**Work request 1:** Do these statements agree with the article on Greece's new government? For each, answer yes or no and quote the deciding words from the article. (a) Tsipras gave his speech to parliament on a Sunday. (b) Tsipras said Greece would ask for its current bailout program to be extended beyond Feb. 28. (c) Tsipras proposed raising the tax-free threshold of personal income to €12,000 from €5,000.
**Work request 2:** According to the article on Greece's new government, to what level would the minimum monthly wage gradually rise?

**Document extract:**
Segment Open

Elevated
talk may bolster the Tsipras government’s domestic support, but it does nothing
to inform voters about Europe ’s political
reality.
The Wall
Street Journal
By YANNIS
PALAIOLOGOS
Feb. 10,
2015 2:28 p.m. ET
The moment
of truth has arrived. The six days starting with Wednesday’s meeting of
eurozone finance ministers in Brussels will
determine the ability of Greece ’s
new government to come to terms with its European partners and avoid a catastrophic
Greek exit from the currency bloc.
In an
emotional speech to parliament on Sunday, Prime Minister Alexis Tsipras set out
the new government’s legislative agenda and once again rejected the possibility
of asking for an extension of Greece ’s
current bailout program beyond its Feb. 28 expiration. He also outlined a
series of measures that hewed very closely to the pre-election pledges of his
Syriza party. These included free housing, medical insurance and electricity
for the victims of the “barbarity” of the bailouts, as well as pension
increases for the poor, a repeal of a major property tax, an increase of the
tax-free threshold of personal income to €12,000 ($13,500) from €5,000, and a
gradual increase of the minimum monthly wage to its precrisis level of €751.
Mr.
Tsipras’s pledges, taken together, make his government’s stated goal of
sustainable primary annual surpluses of 1.5% of gross domestic product a lot
harder to achieve. It’s unclear, and a cause of some concern for Greece ’s
already-battered middle class, where he will find the tax revenue to make up
for the spending increases his plan entails.
But what
was really worrying about the speech wasn’t its content, which left room for
compromise, but its tone. Visibly affected, the prime minister made a number of
references to restoring Greeks’ national pride and sense of dignity. He spoke
of not backing down from implementing his pre-election program, saying his
government would “keep its word”—a clear reference to his predecessors, Antonis
Samaras and George Papandreou, who didn’t. “Our people cannot take further
disappointment,” Mr. Tsipras said.

Segment Closed

**The data:**

Segment Open

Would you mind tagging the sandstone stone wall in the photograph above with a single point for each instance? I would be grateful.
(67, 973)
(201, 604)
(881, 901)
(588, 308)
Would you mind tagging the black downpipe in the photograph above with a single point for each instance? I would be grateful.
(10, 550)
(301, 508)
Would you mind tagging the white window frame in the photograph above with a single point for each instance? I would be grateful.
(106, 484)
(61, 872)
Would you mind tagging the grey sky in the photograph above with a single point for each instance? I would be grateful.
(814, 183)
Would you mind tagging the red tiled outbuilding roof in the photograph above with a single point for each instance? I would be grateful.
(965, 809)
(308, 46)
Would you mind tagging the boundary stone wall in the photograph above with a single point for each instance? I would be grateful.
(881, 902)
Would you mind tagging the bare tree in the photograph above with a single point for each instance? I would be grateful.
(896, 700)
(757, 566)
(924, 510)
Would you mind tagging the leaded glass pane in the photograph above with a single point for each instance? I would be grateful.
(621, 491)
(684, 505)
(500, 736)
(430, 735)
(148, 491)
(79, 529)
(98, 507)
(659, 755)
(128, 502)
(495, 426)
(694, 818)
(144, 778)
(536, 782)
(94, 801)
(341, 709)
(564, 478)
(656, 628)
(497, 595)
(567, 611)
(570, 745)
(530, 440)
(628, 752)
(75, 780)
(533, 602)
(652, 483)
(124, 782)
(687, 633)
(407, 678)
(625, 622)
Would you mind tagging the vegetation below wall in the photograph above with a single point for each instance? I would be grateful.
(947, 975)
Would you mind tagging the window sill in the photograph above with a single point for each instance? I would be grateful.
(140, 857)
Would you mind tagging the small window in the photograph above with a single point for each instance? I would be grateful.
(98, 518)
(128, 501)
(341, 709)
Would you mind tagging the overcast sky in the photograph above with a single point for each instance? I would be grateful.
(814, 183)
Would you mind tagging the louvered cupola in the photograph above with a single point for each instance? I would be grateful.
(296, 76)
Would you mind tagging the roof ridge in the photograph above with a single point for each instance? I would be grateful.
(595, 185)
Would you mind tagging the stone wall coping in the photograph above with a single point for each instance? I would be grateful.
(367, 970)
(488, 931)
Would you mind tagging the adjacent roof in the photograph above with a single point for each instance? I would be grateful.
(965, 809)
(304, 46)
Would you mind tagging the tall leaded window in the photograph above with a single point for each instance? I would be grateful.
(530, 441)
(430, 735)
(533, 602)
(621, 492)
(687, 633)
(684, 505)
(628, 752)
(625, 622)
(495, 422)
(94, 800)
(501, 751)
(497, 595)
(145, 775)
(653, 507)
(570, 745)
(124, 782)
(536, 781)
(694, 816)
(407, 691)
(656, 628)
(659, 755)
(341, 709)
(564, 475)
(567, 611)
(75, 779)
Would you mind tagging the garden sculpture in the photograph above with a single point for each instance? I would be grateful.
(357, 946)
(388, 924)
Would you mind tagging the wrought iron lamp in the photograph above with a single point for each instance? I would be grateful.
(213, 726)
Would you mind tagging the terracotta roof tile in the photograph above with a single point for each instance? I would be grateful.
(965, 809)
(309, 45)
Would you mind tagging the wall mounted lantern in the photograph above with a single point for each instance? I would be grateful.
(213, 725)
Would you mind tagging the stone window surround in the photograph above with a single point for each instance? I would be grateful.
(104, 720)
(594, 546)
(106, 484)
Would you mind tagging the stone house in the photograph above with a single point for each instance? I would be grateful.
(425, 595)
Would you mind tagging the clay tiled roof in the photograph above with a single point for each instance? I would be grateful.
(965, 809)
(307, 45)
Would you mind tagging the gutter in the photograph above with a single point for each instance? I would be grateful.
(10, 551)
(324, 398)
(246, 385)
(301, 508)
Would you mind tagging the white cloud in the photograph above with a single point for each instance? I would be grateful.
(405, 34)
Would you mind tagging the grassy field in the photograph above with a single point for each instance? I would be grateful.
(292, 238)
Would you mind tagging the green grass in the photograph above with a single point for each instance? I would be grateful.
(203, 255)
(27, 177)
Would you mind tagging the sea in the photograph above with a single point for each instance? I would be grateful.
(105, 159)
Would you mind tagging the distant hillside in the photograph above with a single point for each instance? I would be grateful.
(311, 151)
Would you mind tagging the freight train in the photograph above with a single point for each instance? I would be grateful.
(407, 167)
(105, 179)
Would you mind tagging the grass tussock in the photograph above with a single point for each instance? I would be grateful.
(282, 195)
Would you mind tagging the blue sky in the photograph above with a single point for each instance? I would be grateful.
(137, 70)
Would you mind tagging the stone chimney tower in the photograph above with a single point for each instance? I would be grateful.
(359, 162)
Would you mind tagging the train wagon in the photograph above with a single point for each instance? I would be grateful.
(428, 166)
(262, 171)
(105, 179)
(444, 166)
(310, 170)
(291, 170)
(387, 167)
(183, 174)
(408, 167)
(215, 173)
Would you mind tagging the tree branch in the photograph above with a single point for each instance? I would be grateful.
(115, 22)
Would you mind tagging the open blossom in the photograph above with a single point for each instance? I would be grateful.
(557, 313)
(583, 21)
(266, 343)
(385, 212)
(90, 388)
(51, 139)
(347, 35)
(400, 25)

Segment Closed

**Answer section 1:**
(a) Yes: "In an emotional speech to parliament on Sunday"
(b) No: "once again rejected the possibility of asking for an extension"
(c) Yes: "an increase of the tax-free threshold of personal income to €12,000 ($13,500) from €5,000"

**Answer section 2:** €751, its precrisis level.